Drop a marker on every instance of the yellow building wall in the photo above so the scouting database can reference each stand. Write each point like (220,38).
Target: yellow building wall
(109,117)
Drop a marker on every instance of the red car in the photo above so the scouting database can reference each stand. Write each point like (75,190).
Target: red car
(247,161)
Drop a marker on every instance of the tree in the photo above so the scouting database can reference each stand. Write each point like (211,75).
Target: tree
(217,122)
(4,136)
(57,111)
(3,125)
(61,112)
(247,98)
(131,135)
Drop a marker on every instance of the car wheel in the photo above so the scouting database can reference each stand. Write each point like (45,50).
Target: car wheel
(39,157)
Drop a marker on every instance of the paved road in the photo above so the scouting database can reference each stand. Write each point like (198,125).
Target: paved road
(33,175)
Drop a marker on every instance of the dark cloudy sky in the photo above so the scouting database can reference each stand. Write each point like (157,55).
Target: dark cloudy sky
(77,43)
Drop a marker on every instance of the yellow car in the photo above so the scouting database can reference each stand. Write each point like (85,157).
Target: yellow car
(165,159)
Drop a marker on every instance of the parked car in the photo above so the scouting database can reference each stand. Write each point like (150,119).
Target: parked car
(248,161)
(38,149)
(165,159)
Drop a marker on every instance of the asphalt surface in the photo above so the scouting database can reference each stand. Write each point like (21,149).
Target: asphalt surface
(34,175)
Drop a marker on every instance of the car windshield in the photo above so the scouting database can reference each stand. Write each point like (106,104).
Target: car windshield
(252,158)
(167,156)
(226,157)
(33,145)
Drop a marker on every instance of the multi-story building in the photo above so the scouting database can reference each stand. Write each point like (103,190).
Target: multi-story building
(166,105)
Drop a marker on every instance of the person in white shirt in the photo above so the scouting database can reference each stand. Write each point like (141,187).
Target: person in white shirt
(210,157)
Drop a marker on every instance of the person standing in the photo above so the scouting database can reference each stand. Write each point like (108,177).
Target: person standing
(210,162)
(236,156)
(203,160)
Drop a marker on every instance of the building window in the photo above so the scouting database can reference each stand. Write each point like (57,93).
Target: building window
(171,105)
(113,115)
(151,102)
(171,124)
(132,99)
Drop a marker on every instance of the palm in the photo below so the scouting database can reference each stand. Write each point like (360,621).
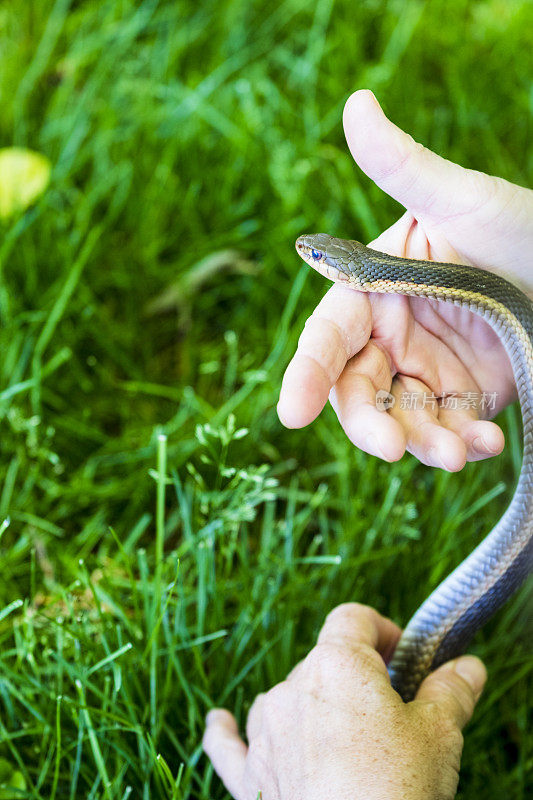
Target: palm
(355,345)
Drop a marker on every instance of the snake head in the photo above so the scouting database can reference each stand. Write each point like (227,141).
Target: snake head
(331,257)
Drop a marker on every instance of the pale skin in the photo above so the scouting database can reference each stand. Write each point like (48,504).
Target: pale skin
(355,344)
(335,728)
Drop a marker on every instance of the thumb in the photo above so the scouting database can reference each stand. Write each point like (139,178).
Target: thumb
(455,688)
(416,177)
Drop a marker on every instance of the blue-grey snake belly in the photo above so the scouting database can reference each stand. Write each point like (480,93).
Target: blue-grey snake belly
(444,624)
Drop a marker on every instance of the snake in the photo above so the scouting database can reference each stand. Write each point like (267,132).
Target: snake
(443,626)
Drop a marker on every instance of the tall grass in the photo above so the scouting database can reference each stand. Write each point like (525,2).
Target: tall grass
(169,545)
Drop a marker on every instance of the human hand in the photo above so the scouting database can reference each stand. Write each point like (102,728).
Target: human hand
(356,344)
(335,728)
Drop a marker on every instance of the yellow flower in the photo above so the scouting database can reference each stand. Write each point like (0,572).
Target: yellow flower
(24,176)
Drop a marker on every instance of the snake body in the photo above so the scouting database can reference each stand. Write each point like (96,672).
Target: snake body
(444,624)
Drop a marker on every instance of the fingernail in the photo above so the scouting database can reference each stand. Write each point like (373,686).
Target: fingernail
(434,458)
(480,446)
(473,672)
(372,444)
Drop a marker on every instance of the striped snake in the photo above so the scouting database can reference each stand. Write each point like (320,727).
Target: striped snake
(444,624)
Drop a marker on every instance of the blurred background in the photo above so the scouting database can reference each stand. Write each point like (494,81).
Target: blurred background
(153,288)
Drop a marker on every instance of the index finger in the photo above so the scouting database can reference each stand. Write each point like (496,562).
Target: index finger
(353,624)
(338,328)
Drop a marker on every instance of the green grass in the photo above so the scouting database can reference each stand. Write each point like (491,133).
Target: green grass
(135,594)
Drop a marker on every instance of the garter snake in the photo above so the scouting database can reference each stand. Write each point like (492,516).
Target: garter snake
(444,624)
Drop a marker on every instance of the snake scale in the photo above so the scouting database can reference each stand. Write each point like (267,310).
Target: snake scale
(445,623)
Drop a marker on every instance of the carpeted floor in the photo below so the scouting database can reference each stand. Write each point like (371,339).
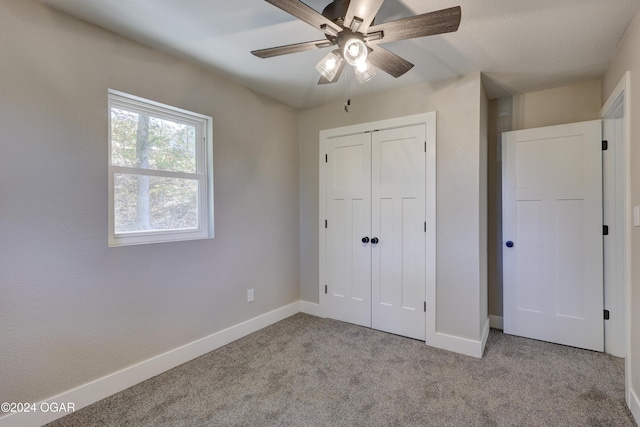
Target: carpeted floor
(308,371)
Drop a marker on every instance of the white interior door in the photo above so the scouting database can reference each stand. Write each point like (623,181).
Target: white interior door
(348,216)
(374,252)
(552,231)
(398,224)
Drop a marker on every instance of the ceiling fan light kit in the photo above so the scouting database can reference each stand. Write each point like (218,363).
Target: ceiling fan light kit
(350,25)
(329,65)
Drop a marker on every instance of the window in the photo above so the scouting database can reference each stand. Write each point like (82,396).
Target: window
(160,172)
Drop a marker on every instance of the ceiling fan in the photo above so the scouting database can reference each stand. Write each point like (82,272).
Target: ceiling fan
(349,25)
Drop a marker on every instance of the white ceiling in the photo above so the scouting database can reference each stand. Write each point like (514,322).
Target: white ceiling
(520,45)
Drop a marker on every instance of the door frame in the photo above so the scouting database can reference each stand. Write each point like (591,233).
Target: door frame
(429,120)
(617,106)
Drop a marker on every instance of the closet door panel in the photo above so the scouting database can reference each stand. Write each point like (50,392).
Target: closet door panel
(348,205)
(398,215)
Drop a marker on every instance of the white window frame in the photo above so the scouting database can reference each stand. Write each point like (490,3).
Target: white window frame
(203,174)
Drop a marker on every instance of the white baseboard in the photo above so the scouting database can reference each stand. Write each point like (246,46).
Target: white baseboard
(634,405)
(94,391)
(497,322)
(464,346)
(311,308)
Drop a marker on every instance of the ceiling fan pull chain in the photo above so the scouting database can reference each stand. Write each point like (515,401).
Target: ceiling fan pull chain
(347,103)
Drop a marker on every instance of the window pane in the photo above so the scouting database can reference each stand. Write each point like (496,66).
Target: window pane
(149,203)
(142,141)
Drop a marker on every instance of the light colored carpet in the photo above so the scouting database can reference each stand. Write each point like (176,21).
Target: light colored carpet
(308,371)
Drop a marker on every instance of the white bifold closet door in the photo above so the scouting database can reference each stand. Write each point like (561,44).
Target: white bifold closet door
(375,231)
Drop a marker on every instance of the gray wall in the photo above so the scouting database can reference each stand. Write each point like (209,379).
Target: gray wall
(459,191)
(72,309)
(567,104)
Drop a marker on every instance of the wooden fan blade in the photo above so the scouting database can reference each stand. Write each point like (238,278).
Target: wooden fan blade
(389,62)
(427,24)
(363,9)
(324,81)
(304,13)
(291,48)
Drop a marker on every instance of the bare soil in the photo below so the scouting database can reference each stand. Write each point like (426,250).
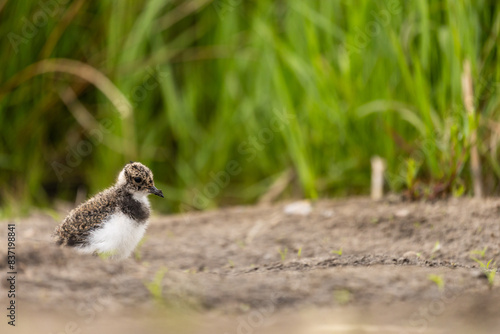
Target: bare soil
(349,266)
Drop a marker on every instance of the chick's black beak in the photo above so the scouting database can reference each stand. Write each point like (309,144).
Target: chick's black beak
(155,191)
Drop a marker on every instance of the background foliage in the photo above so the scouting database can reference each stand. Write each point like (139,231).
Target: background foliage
(307,89)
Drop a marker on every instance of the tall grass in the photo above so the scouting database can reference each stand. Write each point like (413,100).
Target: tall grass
(316,87)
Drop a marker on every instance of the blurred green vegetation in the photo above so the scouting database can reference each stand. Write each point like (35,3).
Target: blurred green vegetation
(253,90)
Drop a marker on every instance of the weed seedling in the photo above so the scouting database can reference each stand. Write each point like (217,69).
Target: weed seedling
(437,247)
(137,252)
(488,269)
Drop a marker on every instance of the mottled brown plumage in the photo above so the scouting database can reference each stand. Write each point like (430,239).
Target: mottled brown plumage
(126,197)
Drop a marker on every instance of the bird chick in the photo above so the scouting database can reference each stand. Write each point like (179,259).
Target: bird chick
(115,220)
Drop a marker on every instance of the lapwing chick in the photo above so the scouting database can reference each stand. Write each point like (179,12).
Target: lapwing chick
(115,220)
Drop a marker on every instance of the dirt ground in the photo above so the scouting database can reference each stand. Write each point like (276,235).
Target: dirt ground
(349,266)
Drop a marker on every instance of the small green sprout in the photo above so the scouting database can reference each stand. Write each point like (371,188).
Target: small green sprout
(137,251)
(489,270)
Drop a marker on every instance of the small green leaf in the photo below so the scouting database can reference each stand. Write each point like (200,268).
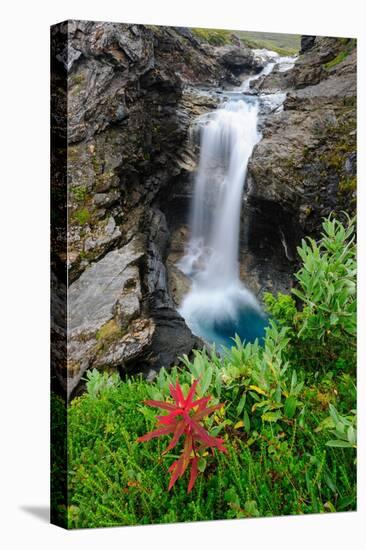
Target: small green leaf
(202,464)
(338,443)
(290,406)
(271,416)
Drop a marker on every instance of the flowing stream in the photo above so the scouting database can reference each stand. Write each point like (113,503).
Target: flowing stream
(219,305)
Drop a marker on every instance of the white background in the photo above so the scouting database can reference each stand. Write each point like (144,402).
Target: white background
(24,313)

^^^^^^^^

# What is asked
Rewrite the stretch from the line containing "Drop a marker on every instance of the small green sprout" through the end of the entries, swapping "scouting database" for "field survey log" and leaving everything else unchanged. Omit the pictures.

# Exercise result
Drop a marker on every instance of the small green sprout in the photo above so the field survey log can reference each stand. Write each point like (371,188).
Target: small green sprout
(137,251)
(489,270)
Drop a marker on every instance of the small green leaf in the photo below so the field survey log can reference each stand. Write each point like (200,268).
Target: small green leaf
(202,464)
(338,443)
(290,406)
(271,416)
Drop a marker on every instance of the flowing stream in the photo above so the field survey log can reference each stand. Write each point like (113,503).
Target: flowing stream
(219,305)
Drop a marker on every instance of the white background in the photo above so the field survey log can reference each stand. Write each point like (144,402).
Target: white background
(24,313)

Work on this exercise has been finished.